• _Task description_: From the text on the crisis of the hierarchy, repeat word for word the part that opens with the words "Where do we, who" and closes with "to guide us.".

Crisis of the Hierarchy
According to St. John Cardinal Newman, in the Arian controversy, a majority of bishops (with exceptions like Athanasius) fell into heresy and the orthodox faith was preserved by the lay faithful. Our own situation may be approaching that of the catastrophic 4th century. Our magisterium is in crisis. The entire German Church is in apostasy and scattered bishops around the globe are primed to follow a path, called "synodality," off a cliff into heresy.
Where do we, who intend to be loyal to the real Magisterium, look for guidance? Certainly not to the confusing, volatile papacy of Francis! But we have burning, radiant lights to guide us.
Bright Lamps: John Paul and Benedict; Faithful Priests; Loyal Bishops/Cardinals
1. Legacy of John Paul and Benedict, as the authentic interpretation of the inspired Vatican Council, abides as a fresh, creative but loyal expression of our Tradition. It is, perhaps, fitting that Benedict remains alive, however quiet and reserved, as a sacramental reminder that his guidance abides with us.

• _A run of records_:
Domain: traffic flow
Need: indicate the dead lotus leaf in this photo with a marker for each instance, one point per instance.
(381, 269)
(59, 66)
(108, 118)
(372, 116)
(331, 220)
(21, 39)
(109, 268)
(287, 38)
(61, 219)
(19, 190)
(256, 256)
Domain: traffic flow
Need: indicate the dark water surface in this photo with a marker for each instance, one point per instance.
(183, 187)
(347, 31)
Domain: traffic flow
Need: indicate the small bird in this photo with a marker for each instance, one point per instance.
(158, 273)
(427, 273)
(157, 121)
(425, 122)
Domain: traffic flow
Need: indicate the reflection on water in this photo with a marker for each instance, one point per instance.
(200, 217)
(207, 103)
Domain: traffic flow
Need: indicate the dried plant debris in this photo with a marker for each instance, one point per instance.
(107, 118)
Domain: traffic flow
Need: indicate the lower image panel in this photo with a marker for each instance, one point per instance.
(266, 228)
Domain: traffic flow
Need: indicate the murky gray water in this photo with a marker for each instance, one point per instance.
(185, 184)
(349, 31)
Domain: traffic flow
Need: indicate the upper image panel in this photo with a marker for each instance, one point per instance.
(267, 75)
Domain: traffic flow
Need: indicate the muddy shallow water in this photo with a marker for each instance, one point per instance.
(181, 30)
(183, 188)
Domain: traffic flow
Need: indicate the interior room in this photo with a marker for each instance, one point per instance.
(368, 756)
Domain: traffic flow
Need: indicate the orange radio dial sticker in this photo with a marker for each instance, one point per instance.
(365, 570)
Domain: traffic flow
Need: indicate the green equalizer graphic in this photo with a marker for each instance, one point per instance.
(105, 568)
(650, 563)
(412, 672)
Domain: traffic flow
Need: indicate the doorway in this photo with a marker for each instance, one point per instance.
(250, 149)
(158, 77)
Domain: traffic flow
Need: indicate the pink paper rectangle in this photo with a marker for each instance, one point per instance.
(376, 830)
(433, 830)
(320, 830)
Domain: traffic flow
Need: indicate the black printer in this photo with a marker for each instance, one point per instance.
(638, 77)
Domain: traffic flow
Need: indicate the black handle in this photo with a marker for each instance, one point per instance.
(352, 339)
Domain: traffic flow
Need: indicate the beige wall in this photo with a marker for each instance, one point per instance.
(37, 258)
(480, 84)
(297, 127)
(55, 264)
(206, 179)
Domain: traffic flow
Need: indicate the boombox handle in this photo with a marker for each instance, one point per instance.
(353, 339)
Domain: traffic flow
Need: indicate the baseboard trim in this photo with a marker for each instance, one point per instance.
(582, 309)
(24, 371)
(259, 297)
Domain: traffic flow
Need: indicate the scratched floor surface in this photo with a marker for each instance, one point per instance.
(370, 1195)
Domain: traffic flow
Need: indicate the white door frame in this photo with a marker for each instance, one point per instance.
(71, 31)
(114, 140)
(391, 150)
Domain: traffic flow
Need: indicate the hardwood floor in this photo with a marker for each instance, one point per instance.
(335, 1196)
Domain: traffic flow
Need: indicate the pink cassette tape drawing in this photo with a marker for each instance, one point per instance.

• _The reply_:
Where do we, who intend to be loyal to the real Magisterium, look for guidance? Certainly not to the confusing, volatile papacy of Francis! But we have burning, radiant lights to guide us.